*** Opening DATA PROVIDED ***

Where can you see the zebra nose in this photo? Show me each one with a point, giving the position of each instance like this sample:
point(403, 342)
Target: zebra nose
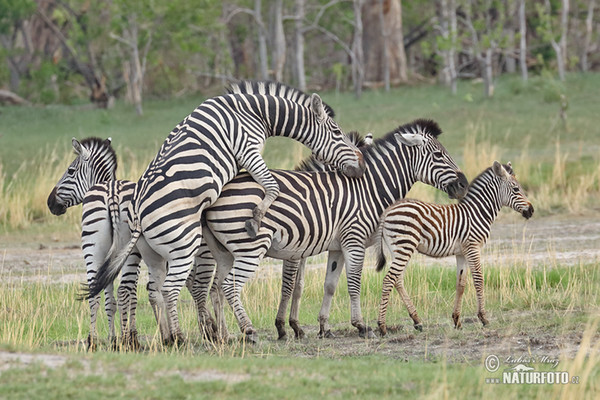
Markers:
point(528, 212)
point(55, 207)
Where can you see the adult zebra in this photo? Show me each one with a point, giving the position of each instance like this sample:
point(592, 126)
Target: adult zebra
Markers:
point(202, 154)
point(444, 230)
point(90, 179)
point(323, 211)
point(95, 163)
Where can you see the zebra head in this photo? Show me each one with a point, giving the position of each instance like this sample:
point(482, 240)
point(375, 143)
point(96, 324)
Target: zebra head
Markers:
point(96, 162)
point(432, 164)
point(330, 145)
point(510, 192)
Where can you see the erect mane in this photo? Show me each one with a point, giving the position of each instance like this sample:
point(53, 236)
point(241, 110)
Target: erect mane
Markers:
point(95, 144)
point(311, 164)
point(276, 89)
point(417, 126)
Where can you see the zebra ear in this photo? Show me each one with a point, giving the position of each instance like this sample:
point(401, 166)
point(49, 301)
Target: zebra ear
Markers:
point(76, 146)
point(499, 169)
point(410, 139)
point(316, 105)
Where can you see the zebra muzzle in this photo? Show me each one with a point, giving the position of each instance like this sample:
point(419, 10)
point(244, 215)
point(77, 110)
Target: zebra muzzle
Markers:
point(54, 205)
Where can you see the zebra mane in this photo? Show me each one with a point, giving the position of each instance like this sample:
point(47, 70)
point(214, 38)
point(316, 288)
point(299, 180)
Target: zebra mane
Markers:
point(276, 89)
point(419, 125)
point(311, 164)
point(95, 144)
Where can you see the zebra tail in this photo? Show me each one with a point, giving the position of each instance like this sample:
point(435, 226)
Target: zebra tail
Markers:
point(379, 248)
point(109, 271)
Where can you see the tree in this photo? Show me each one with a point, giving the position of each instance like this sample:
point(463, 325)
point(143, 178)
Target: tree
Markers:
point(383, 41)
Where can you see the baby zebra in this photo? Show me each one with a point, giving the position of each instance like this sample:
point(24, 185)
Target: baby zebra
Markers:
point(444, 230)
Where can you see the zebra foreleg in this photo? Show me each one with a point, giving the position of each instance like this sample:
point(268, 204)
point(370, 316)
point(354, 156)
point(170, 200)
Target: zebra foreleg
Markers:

*** Closing DATA PROVIDED ***
*** Opening DATA PROVIDED ***

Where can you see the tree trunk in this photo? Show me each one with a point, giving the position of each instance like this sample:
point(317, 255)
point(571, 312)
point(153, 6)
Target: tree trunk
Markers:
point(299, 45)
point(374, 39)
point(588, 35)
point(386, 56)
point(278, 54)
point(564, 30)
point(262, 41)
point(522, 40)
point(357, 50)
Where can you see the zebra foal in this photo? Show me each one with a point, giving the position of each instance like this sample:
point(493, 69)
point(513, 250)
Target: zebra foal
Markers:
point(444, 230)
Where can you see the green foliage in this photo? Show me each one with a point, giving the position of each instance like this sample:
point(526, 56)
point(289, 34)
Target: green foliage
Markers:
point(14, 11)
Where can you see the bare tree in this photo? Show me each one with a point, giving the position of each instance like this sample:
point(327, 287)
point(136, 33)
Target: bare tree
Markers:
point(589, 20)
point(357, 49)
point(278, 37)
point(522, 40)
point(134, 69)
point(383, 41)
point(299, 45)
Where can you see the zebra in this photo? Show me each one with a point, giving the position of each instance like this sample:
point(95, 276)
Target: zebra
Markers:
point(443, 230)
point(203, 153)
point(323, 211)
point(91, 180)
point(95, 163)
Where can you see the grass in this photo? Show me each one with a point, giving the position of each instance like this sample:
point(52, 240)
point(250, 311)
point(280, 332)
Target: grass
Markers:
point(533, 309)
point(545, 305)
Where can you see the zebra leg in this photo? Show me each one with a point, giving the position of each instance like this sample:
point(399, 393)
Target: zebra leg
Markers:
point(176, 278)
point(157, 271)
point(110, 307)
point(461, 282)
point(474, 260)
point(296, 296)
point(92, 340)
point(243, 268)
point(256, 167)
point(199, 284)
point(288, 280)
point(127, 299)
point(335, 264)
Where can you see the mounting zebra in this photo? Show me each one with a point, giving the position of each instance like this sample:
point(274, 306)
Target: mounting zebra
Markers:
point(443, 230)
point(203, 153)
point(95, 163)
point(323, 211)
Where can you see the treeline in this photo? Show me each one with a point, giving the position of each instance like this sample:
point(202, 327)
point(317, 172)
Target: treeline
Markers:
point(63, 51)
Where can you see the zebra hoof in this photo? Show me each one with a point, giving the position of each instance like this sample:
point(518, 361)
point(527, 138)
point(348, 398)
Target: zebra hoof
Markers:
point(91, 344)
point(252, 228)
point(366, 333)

*** Closing DATA PROVIDED ***
*** Opening DATA PROVIDED ***

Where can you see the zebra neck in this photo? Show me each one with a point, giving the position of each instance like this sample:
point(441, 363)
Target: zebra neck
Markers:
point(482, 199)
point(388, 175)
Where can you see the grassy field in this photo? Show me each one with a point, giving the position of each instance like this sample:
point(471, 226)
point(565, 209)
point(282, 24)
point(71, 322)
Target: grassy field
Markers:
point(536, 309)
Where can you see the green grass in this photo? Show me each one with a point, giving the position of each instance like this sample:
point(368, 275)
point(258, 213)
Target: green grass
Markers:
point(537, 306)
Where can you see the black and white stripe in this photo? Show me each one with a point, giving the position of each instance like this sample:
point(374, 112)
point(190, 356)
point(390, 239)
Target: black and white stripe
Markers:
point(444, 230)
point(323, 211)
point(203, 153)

*** Closing DATA PROVIDED ***

## WHAT YOU HAVE TO DO
In the entries above, which lines hold the string "nose"? Report all of them.

## SOLUTION BELOW
Where can you see the zebra nose in this photo? Show me each one with a point, giving the position of each instance like this sample:
Target: zebra nose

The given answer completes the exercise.